• TASK INSTRUCTIONS:
Print each of the entries exactly, leaving nothing out.

• EXTRACTED INFORMATION:
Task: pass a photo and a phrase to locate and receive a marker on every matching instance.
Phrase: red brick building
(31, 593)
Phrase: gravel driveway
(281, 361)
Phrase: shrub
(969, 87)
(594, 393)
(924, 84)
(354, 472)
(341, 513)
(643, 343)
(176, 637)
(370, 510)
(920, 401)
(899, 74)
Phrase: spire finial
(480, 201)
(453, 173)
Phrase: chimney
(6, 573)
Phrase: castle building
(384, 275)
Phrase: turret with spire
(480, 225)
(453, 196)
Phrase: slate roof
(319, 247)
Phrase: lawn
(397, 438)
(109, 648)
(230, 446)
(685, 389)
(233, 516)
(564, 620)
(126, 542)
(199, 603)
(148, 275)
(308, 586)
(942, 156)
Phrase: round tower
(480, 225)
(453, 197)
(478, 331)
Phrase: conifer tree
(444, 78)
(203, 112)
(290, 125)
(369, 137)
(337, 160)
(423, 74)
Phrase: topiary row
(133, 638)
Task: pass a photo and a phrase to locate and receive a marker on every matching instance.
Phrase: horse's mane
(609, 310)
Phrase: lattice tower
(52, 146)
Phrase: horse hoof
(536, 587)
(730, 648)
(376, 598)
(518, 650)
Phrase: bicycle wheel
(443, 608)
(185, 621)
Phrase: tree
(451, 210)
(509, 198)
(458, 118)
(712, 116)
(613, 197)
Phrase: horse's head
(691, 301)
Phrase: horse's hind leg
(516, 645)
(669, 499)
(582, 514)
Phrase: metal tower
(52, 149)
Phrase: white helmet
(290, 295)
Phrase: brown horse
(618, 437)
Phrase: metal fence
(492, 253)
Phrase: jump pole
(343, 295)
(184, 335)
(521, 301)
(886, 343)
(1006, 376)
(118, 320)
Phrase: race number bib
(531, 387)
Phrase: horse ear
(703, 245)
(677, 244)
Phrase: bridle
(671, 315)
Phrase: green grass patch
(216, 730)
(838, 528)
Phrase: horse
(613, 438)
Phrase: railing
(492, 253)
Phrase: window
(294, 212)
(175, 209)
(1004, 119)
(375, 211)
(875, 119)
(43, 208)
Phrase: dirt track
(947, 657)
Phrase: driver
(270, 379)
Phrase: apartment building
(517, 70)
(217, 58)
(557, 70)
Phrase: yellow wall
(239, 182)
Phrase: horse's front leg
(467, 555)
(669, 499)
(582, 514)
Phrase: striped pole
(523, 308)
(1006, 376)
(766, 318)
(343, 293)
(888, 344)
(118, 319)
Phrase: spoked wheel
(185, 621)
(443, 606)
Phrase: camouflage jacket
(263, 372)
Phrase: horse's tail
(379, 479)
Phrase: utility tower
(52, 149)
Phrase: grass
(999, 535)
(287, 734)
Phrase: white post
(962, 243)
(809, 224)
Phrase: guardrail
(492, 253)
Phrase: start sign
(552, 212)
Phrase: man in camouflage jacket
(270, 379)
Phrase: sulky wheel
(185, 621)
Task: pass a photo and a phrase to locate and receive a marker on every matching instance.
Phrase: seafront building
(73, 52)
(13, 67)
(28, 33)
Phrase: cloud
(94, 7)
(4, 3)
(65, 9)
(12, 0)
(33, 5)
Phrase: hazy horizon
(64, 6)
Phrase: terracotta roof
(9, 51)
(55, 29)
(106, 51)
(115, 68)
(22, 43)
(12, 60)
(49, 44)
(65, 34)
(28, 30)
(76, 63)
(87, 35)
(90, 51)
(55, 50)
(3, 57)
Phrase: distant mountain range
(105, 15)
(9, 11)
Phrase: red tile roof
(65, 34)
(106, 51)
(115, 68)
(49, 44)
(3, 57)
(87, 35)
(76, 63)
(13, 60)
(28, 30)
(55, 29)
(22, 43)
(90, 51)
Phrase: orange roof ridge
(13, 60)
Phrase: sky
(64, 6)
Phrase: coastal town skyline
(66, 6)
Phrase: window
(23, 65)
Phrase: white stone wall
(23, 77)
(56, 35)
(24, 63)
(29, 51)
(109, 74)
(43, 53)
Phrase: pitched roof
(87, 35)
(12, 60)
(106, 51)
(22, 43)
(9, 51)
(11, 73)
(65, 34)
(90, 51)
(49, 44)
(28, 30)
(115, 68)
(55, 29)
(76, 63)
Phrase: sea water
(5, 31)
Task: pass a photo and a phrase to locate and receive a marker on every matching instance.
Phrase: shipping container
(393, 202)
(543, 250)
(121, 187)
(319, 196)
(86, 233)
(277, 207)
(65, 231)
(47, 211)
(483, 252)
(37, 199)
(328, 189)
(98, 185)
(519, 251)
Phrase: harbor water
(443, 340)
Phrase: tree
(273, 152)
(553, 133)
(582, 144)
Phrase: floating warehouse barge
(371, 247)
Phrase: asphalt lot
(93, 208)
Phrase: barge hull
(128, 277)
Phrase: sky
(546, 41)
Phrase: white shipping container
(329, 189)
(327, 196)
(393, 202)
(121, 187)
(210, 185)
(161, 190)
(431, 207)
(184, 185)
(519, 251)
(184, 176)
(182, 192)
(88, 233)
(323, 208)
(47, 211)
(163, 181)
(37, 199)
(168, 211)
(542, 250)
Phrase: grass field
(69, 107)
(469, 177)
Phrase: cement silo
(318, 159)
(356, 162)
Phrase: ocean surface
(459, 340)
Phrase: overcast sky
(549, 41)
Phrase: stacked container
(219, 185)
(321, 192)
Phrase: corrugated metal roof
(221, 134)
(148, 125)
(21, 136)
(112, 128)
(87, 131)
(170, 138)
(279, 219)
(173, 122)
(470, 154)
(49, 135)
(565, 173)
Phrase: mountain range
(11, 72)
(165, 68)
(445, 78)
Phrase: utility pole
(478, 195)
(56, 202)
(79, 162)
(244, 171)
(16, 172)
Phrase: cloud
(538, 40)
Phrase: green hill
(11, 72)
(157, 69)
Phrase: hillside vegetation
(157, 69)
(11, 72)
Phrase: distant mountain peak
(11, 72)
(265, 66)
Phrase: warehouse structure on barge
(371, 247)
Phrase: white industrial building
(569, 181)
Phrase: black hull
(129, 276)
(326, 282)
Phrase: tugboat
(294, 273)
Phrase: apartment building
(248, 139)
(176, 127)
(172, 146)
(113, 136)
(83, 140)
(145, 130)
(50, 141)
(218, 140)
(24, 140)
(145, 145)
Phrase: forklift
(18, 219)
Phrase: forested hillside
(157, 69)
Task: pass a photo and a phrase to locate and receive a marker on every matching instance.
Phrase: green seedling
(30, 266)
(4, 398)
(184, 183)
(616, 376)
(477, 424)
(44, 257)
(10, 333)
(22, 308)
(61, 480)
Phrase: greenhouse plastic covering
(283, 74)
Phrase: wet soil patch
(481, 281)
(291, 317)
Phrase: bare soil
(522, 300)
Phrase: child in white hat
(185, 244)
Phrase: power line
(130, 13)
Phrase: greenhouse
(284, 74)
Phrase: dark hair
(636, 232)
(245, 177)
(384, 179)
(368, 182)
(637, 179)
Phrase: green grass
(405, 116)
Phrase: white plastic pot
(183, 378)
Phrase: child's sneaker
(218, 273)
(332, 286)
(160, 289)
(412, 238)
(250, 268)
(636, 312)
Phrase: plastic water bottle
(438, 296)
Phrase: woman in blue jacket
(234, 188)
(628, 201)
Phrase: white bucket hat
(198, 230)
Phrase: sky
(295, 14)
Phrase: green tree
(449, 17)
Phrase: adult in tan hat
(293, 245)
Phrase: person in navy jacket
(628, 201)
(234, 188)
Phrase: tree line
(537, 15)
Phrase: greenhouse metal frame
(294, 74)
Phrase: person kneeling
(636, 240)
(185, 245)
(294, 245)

• EXERCISE OUTPUT:
Task: pass a photo and a phrase to locate and receive a marker on every matching instance.
Phrase: red brick building
(31, 593)
Phrase: gravel driveway
(281, 361)
Phrase: shrub
(969, 87)
(594, 393)
(924, 84)
(354, 472)
(341, 513)
(643, 343)
(176, 637)
(370, 510)
(920, 401)
(899, 74)
Phrase: spire finial
(480, 201)
(453, 173)
Phrase: chimney
(6, 573)
Phrase: castle building
(384, 275)
Phrase: turret with spire
(480, 225)
(453, 196)
Phrase: slate roof
(319, 247)
Phrase: lawn
(397, 438)
(109, 648)
(230, 446)
(685, 389)
(233, 516)
(564, 620)
(126, 542)
(199, 603)
(148, 275)
(308, 586)
(942, 156)
Phrase: round tower
(480, 225)
(453, 197)
(478, 331)
Phrase: conifer tree
(444, 78)
(203, 112)
(290, 125)
(369, 137)
(337, 160)
(423, 74)
Phrase: topiary row
(133, 638)
Task: pass a photo and a phrase to locate and receive a marker on every matching instance.
Phrase: horse's mane
(609, 310)
Phrase: lattice tower
(52, 146)
Phrase: horse hoof
(536, 587)
(730, 648)
(376, 598)
(518, 650)
Phrase: bicycle wheel
(443, 608)
(185, 621)
Phrase: tree
(451, 210)
(509, 198)
(458, 118)
(712, 116)
(613, 197)
Phrase: horse's head
(691, 301)
Phrase: horse's hind leg
(516, 645)
(669, 499)
(582, 514)
Phrase: metal tower
(52, 149)
Phrase: white helmet
(290, 295)
Phrase: brown horse
(618, 437)
Phrase: metal fence
(492, 253)
Phrase: jump pole
(343, 295)
(184, 335)
(521, 301)
(886, 343)
(1006, 376)
(118, 320)
Phrase: race number bib
(531, 387)
Phrase: horse ear
(703, 245)
(677, 244)
Phrase: bridle
(671, 315)
Phrase: green grass patch
(216, 730)
(838, 528)
Phrase: horse
(613, 438)
Phrase: railing
(492, 253)
Phrase: window
(294, 212)
(175, 209)
(1004, 119)
(375, 211)
(875, 119)
(43, 208)
Phrase: dirt track
(947, 657)
Phrase: driver
(270, 379)
Phrase: apartment building
(517, 70)
(217, 58)
(557, 70)
Phrase: yellow wall
(239, 182)
Phrase: horse's front leg
(467, 555)
(669, 499)
(582, 514)
Phrase: striped pole
(523, 308)
(1006, 376)
(766, 318)
(343, 293)
(888, 344)
(118, 319)
Phrase: spoked wheel
(185, 621)
(443, 606)
Phrase: camouflage jacket
(263, 372)
Phrase: horse's tail
(379, 479)
Phrase: utility tower
(52, 149)
Phrase: grass
(999, 535)
(287, 734)
Phrase: white post
(962, 243)
(809, 224)
Phrase: guardrail
(492, 253)
Phrase: start sign
(552, 212)
Phrase: man in camouflage jacket
(270, 379)
Phrase: sulky wheel
(185, 621)
Task: pass a photo and a phrase to locate and receive a marker on every matching instance.
Phrase: seafront building
(73, 52)
(13, 67)
(28, 33)
Phrase: cloud
(94, 7)
(4, 3)
(65, 9)
(12, 0)
(33, 5)
Phrase: hazy horizon
(64, 6)
Phrase: terracotta roof
(9, 51)
(55, 29)
(106, 51)
(115, 68)
(22, 43)
(12, 60)
(49, 44)
(65, 34)
(28, 30)
(76, 63)
(87, 35)
(90, 51)
(55, 50)
(3, 57)
Phrase: distant mountain range
(105, 15)
(9, 11)
Phrase: red tile roof
(65, 34)
(106, 51)
(115, 68)
(49, 44)
(3, 57)
(87, 35)
(76, 63)
(13, 60)
(28, 30)
(55, 29)
(22, 43)
(90, 51)
Phrase: orange roof ridge
(13, 60)
Phrase: sky
(64, 6)
Phrase: coastal town skyline
(66, 6)
Phrase: window
(23, 65)
Phrase: white stone wall
(23, 77)
(56, 35)
(24, 63)
(29, 51)
(109, 74)
(43, 53)
Phrase: pitched roof
(87, 35)
(12, 60)
(106, 51)
(22, 43)
(9, 51)
(11, 73)
(65, 34)
(90, 51)
(49, 44)
(28, 30)
(115, 68)
(55, 29)
(76, 63)
Phrase: sea water
(5, 31)
Task: pass a photo and a phrase to locate and receive a marker on every matching instance.
Phrase: shipping container
(393, 202)
(543, 250)
(121, 187)
(319, 196)
(86, 233)
(277, 207)
(65, 231)
(47, 211)
(483, 252)
(37, 199)
(328, 189)
(98, 185)
(519, 251)
Phrase: harbor water
(443, 340)
Phrase: tree
(273, 152)
(553, 133)
(582, 144)
Phrase: floating warehouse barge
(371, 247)
Phrase: asphalt lot
(93, 208)
Phrase: barge hull
(128, 277)
Phrase: sky
(546, 41)
Phrase: white shipping container
(329, 189)
(327, 196)
(393, 202)
(121, 187)
(210, 185)
(161, 190)
(431, 207)
(184, 185)
(519, 251)
(184, 176)
(182, 192)
(88, 233)
(323, 208)
(47, 211)
(163, 181)
(37, 199)
(168, 211)
(542, 250)
Phrase: grass field
(69, 107)
(469, 177)
Phrase: cement silo
(318, 159)
(356, 162)
Phrase: ocean surface
(459, 340)
Phrase: overcast sky
(549, 41)
Phrase: stacked container
(219, 185)
(321, 192)
Phrase: corrugated metal roof
(221, 134)
(148, 125)
(21, 136)
(112, 128)
(87, 131)
(170, 138)
(279, 219)
(173, 122)
(470, 154)
(49, 135)
(565, 173)
Phrase: mountain range
(11, 72)
(165, 68)
(445, 78)
Phrase: utility pole
(478, 195)
(56, 202)
(79, 162)
(244, 171)
(16, 172)
Phrase: cloud
(538, 40)
Phrase: green hill
(11, 72)
(157, 69)
Phrase: hillside vegetation
(157, 69)
(11, 72)
Phrase: distant mountain peak
(11, 72)
(265, 66)
Phrase: warehouse structure on barge
(371, 247)
Phrase: white industrial building
(569, 181)
Phrase: black hull
(129, 276)
(326, 282)
Phrase: tugboat
(294, 273)
Phrase: apartment building
(248, 139)
(176, 127)
(172, 146)
(113, 136)
(83, 140)
(145, 130)
(50, 141)
(218, 140)
(24, 140)
(145, 145)
Phrase: forklift
(18, 219)
Phrase: forested hillside
(157, 69)
Task: pass a photo and a phrase to locate and receive a marker on every matching instance.
Phrase: green seedling
(30, 266)
(4, 398)
(184, 183)
(616, 376)
(477, 424)
(44, 257)
(10, 333)
(22, 308)
(61, 480)
Phrase: greenhouse plastic covering
(283, 74)
Phrase: wet soil patch
(481, 281)
(291, 317)
Phrase: bare soil
(522, 300)
Phrase: child in white hat
(185, 244)
Phrase: power line
(130, 13)
Phrase: greenhouse
(284, 74)
Phrase: dark hair
(636, 232)
(245, 177)
(384, 179)
(368, 182)
(637, 179)
Phrase: green grass
(405, 116)
Phrase: white plastic pot
(183, 378)
Phrase: child's sneaker
(218, 273)
(332, 286)
(160, 289)
(412, 238)
(250, 268)
(636, 312)
Phrase: plastic water bottle
(438, 296)
Phrase: woman in blue jacket
(234, 188)
(628, 201)
Phrase: white bucket hat
(198, 230)
Phrase: sky
(295, 14)
Phrase: green tree
(449, 17)
Phrase: adult in tan hat
(293, 245)
Phrase: person in navy jacket
(628, 201)
(234, 188)
Phrase: tree line
(537, 15)
Phrase: greenhouse metal frame
(294, 74)
Phrase: person kneeling
(636, 240)
(185, 245)
(294, 245)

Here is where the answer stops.